EXERCISE DESCRIPTION:
An exact reproduction of the data below is the required answer.

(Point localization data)

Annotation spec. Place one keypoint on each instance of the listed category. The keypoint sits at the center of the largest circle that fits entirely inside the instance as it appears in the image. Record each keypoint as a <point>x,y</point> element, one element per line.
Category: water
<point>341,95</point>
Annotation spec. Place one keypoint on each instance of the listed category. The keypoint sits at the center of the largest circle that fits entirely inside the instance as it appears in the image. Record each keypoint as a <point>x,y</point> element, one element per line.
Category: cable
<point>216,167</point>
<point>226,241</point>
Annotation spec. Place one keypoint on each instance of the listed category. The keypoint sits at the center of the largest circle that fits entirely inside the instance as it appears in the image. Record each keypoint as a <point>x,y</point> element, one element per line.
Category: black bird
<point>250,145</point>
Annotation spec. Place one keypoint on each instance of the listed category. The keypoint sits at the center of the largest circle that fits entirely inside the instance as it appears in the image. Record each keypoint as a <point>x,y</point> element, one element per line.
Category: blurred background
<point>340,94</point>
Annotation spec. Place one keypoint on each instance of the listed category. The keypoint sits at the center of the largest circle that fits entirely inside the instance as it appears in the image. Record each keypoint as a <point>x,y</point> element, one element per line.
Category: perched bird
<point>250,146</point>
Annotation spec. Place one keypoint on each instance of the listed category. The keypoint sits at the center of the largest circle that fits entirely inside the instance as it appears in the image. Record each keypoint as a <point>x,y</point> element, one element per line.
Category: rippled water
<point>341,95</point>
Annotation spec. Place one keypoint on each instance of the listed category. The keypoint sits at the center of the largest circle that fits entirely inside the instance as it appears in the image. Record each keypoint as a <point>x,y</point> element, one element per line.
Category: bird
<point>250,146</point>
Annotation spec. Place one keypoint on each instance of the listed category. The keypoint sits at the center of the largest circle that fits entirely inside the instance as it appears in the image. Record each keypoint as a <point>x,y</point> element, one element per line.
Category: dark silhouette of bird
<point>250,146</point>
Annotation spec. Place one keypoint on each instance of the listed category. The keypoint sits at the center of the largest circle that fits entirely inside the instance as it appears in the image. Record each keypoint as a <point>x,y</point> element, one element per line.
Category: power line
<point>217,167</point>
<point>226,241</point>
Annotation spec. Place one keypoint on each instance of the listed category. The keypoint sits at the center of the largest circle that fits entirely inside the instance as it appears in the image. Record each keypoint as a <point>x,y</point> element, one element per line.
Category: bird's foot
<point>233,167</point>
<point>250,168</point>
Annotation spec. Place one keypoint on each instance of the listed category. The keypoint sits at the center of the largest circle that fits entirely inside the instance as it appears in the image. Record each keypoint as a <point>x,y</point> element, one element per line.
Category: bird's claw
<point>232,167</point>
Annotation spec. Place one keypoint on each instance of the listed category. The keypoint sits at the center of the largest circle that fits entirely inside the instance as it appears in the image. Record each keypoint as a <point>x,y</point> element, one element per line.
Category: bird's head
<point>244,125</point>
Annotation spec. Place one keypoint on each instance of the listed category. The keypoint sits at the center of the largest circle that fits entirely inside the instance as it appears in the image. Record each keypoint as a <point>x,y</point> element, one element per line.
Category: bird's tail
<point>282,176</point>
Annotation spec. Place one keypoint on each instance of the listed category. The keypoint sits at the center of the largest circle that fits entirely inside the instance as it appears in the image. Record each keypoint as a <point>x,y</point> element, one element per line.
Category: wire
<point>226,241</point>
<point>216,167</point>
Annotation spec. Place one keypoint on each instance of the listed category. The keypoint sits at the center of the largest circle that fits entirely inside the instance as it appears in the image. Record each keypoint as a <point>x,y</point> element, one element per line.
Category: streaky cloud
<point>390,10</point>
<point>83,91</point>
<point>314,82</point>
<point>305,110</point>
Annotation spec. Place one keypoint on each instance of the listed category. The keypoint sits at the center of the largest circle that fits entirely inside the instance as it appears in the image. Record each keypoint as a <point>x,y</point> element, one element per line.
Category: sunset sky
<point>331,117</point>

PROBLEM SOLUTION:
Annotation spec. Place one keypoint on each instance of the listed category. The keypoint sits at the center of the largest circle that fits entirely inside the instance as it appears in the image. Record each keypoint as a <point>x,y</point> element, one element per line.
Category: water
<point>341,95</point>
Annotation spec. Place one keypoint on each instance of the listed category. The keypoint sits at the center of the largest circle that fits entirely inside the instance as it appears in the image. Record each keypoint as a <point>x,y</point> element, one element per line.
Category: cable
<point>216,167</point>
<point>226,241</point>
Annotation spec. Place one keypoint on each instance of the listed category. The keypoint sits at the center of the largest circle that fits entirely inside the instance as it appears in the image. Record each keypoint as a <point>x,y</point> element, one element per line.
Category: black bird
<point>250,145</point>
Annotation spec. Place one keypoint on each instance of the listed category. The keypoint sits at the center of the largest circle that fits entirely inside the instance as it appears in the image. Record each keypoint as a <point>x,y</point> element, one element per line.
Category: blurred background
<point>340,94</point>
Annotation spec. Place one keypoint on each instance of the listed category. The keypoint sits at the center of the largest circle that fits entirely inside the instance as it appears in the image. Record each keypoint as a <point>x,y</point> element, one element per line.
Category: perched bird
<point>250,146</point>
Annotation spec. Place one keypoint on each instance of the listed category. The keypoint sits at the center of the largest circle that fits entirely inside the instance as it appears in the image. Record each keypoint as a <point>x,y</point> element, one element per line.
Category: rippled water
<point>341,95</point>
Annotation spec. Place one keypoint on each instance of the listed category. The keypoint sits at the center of the largest circle that fits entirely inside the instance as it appears in the image. Record each keypoint as a <point>x,y</point> element, one element per line.
Category: bird
<point>250,146</point>
Annotation spec. Place one keypoint on each instance of the listed category. The keypoint sits at the center of the largest circle that fits entirely inside the instance as it appears in the image. Record each keypoint as a <point>x,y</point> element, one element per line.
Category: dark silhouette of bird
<point>250,146</point>
Annotation spec. Place one keypoint on each instance of the listed category. The keypoint sits at the center of the largest circle that fits entirely inside the instance as it appears in the image. Record each keypoint as a <point>x,y</point> element, one element per line.
Category: power line
<point>217,167</point>
<point>226,241</point>
Annotation spec. Place one keypoint on each instance of the listed category. The keypoint sits at the center of the largest circle that fits entirely inside the instance as it appears in the image. Record each keypoint as a <point>x,y</point> element, one element per line.
Category: bird's foot
<point>233,167</point>
<point>250,168</point>
Annotation spec. Place one keypoint on each instance of the listed category. The keypoint sits at the center of the largest circle that fits entirely inside the instance as it appears in the image. Record each keypoint as a <point>x,y</point> element, one element per line.
Category: bird's claw
<point>232,167</point>
Annotation spec. Place one keypoint on each instance of the listed category. The keypoint sits at the center of the largest circle that fits entirely inside the instance as it appears in the image. Record each keypoint as a <point>x,y</point> element, one element per line.
Category: bird's head
<point>244,125</point>
Annotation spec. Place one keypoint on each instance of the listed category. The keypoint sits at the center of the largest circle that fits entirely inside the instance as it appears in the image. Record each keypoint as a <point>x,y</point> element, one element per line.
Category: bird's tail
<point>282,176</point>
Annotation spec. Place one keypoint on each instance of the listed category. The keypoint sits at the center of the largest circle that fits entirely inside the instance as it appears in the image. Record each keypoint as a <point>x,y</point> element, one element per line.
Category: wire
<point>226,241</point>
<point>216,167</point>
Annotation spec. Place one keypoint on each instance of the listed category. The keypoint sits at the center of the largest circle that fits entirely inside the instance as it appears in the image. Record each keypoint as a <point>x,y</point> element, one element per line.
Category: streaky cloud
<point>390,10</point>
<point>83,91</point>
<point>314,82</point>
<point>305,110</point>
Annotation spec. Place one keypoint on each instance of the listed category. The keypoint sits at the center of the largest circle that fits entirely inside the instance as it appears in the image. Record each keypoint as a <point>x,y</point> element, one element per line.
Category: sunset sky
<point>331,117</point>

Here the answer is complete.